* begin INPUT DATA *

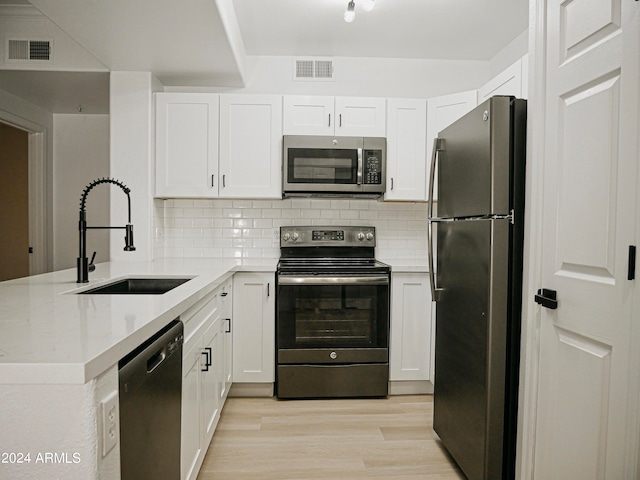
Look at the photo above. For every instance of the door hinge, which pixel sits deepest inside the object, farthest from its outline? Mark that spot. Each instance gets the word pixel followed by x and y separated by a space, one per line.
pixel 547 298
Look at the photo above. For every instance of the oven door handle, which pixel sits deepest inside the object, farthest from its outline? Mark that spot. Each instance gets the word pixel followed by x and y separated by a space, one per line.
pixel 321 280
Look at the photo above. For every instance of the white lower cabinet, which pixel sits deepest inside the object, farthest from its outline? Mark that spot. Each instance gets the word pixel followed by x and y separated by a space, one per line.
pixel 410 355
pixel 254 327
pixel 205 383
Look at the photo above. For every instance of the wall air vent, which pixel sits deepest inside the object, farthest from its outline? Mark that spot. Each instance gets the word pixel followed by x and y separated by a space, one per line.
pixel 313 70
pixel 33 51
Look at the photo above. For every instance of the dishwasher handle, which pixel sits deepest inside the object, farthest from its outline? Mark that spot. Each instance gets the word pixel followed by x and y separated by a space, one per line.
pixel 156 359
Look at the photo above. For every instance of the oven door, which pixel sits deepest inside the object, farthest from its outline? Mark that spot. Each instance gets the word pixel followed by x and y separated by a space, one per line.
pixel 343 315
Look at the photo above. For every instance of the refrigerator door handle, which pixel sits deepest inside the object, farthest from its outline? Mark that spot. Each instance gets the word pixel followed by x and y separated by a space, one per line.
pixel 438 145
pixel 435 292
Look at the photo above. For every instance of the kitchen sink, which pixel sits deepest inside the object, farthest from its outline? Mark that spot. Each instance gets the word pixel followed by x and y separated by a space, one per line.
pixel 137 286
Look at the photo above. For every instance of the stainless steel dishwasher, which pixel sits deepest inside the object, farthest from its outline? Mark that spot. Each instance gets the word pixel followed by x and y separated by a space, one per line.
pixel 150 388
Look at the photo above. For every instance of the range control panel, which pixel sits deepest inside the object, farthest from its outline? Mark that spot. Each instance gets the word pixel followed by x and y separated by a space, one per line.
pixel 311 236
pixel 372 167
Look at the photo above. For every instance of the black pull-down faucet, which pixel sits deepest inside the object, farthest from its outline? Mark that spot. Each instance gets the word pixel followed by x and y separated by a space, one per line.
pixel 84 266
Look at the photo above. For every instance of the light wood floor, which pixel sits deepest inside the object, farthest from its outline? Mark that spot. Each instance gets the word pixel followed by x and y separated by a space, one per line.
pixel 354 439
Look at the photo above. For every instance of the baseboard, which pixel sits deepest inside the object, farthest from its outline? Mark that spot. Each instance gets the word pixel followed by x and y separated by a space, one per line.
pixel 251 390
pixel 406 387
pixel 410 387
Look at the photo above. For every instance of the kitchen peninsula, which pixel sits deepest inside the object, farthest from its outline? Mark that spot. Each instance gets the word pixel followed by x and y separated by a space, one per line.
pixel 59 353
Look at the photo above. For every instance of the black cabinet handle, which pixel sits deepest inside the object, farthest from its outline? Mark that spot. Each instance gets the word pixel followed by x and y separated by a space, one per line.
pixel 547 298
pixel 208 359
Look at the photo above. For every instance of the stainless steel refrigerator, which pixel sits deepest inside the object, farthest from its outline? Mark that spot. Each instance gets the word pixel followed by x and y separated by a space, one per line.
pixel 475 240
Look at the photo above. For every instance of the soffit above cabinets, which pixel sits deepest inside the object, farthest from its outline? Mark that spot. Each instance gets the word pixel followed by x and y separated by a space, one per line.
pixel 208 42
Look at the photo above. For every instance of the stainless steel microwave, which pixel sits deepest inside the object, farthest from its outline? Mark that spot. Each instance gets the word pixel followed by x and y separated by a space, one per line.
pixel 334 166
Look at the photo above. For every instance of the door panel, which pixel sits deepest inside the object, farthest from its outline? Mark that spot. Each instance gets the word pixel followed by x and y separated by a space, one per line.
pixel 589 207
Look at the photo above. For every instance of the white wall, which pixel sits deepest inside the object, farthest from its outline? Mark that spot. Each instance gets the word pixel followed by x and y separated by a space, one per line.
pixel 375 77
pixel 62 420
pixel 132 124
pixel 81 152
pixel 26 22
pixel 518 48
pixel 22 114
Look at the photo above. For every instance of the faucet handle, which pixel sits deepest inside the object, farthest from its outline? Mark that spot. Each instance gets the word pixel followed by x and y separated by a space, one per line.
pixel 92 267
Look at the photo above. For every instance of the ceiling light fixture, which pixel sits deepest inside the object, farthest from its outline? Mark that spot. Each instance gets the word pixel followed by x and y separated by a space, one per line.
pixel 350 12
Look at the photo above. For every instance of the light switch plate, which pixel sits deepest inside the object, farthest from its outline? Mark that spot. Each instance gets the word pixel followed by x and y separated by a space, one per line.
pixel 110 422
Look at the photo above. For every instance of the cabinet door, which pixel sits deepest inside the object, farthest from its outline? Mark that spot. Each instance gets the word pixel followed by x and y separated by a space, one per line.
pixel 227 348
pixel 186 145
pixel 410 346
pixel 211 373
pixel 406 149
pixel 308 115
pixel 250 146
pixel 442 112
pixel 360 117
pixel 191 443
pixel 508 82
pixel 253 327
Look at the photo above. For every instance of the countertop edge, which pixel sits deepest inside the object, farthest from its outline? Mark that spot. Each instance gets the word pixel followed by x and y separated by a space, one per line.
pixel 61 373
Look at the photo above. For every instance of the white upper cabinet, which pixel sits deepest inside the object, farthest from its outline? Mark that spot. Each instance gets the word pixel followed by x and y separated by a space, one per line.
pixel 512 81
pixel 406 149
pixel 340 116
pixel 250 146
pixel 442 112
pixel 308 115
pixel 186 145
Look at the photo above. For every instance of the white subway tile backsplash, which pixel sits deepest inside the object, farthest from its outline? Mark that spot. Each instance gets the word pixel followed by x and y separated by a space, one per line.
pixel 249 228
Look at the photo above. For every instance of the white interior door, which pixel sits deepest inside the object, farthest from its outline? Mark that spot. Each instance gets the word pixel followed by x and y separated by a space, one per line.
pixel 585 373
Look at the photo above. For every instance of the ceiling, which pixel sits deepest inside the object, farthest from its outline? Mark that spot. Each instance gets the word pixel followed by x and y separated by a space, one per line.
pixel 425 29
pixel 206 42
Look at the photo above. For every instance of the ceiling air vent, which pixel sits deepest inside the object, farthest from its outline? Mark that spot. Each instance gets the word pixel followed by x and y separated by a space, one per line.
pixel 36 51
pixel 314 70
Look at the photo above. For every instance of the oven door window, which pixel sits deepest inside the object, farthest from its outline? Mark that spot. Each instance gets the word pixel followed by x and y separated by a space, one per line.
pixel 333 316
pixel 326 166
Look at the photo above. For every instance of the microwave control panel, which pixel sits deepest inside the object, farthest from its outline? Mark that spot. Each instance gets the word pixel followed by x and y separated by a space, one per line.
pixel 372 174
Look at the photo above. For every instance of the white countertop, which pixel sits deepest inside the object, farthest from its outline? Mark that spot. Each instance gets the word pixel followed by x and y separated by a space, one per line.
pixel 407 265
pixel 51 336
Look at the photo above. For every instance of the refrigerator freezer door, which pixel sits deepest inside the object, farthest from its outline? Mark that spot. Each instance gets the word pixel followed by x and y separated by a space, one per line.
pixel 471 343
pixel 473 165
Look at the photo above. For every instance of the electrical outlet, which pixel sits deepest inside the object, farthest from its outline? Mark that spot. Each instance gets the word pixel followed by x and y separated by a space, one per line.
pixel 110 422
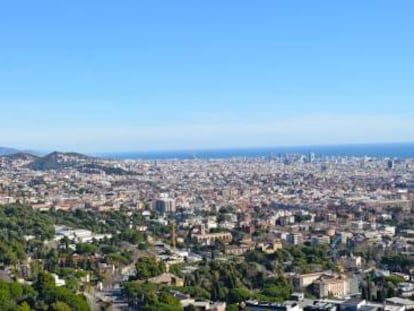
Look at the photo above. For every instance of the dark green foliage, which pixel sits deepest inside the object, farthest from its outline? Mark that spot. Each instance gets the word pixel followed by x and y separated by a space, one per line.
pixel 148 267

* end INPUT DATA *
* begin INPUT DATA *

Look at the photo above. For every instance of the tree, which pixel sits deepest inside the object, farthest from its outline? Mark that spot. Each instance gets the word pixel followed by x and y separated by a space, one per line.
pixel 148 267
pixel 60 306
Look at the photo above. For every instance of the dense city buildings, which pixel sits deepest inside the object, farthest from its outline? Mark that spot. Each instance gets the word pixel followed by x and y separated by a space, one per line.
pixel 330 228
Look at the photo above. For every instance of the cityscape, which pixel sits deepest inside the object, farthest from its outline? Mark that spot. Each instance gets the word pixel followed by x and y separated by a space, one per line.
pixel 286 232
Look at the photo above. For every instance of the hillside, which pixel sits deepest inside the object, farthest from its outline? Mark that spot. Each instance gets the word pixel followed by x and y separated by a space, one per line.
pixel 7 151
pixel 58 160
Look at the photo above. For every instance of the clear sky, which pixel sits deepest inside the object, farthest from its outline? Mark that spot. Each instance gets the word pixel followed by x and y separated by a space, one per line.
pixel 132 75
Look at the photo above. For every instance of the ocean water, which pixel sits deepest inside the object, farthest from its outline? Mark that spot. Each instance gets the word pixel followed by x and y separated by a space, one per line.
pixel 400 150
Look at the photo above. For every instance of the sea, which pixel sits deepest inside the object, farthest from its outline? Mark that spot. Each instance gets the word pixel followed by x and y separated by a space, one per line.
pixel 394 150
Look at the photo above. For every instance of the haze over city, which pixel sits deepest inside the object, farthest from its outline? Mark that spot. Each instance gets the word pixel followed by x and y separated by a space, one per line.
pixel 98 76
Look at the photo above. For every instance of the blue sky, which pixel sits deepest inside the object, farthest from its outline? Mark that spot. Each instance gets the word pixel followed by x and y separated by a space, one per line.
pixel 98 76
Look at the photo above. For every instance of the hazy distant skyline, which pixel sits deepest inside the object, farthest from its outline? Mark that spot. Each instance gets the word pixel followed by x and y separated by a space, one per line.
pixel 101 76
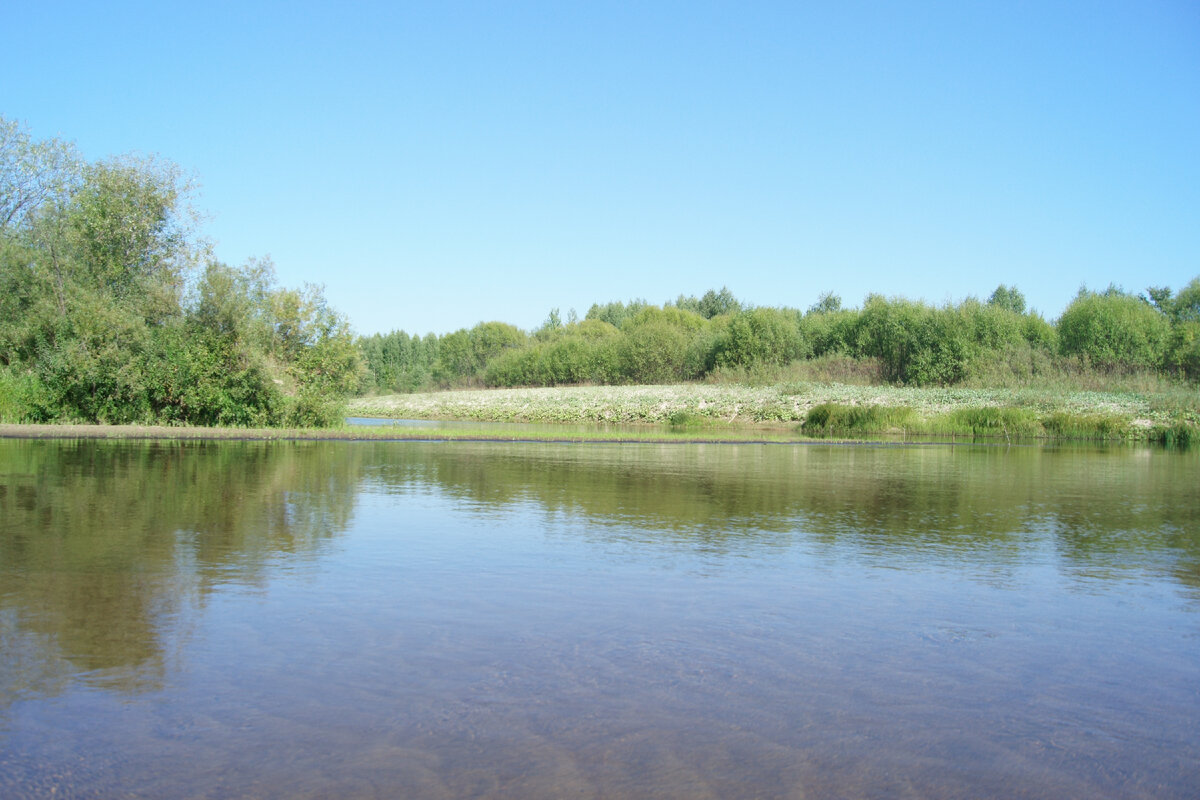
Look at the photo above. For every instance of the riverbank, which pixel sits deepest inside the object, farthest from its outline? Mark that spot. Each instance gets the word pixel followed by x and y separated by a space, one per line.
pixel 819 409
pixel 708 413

* end INPUT DATA *
* begin INPUT DATA *

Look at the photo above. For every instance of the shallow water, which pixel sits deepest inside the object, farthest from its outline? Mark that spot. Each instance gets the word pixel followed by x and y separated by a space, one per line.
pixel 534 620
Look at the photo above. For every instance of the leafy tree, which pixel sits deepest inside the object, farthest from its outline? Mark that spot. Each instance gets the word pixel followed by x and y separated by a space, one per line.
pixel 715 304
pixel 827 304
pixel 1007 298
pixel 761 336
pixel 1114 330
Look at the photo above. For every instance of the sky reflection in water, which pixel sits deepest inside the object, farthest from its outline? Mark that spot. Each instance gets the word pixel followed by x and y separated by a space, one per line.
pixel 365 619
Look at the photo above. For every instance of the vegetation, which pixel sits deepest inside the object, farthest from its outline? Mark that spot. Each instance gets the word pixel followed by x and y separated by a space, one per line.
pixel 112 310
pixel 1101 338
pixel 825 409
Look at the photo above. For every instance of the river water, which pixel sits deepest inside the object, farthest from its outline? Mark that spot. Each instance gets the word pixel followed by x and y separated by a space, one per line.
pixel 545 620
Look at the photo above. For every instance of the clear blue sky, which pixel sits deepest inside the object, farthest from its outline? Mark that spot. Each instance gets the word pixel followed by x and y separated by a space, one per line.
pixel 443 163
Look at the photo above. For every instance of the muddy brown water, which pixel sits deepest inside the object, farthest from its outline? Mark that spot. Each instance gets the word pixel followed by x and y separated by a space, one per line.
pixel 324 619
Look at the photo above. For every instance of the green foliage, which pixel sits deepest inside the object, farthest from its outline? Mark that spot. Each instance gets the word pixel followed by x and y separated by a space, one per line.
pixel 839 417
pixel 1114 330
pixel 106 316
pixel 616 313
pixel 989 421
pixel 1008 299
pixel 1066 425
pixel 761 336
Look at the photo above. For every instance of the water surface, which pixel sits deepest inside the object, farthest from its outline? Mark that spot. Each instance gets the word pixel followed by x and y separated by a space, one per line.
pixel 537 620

* end INPUT DATA *

(WRITTEN INSTRUCTION)
Please copy the items from the line with "the refrigerator freezer" up to and including the line with "pixel 471 343", reproducing them word for word.

(WRITTEN REPLY)
Look at the photo above. For every instance of the refrigerator freezer door, which pixel sits deepest inside the object, farthest from its outline? Mark that spot. Each instance gets the word pixel followed by x and y separated by a space, one per line.
pixel 471 343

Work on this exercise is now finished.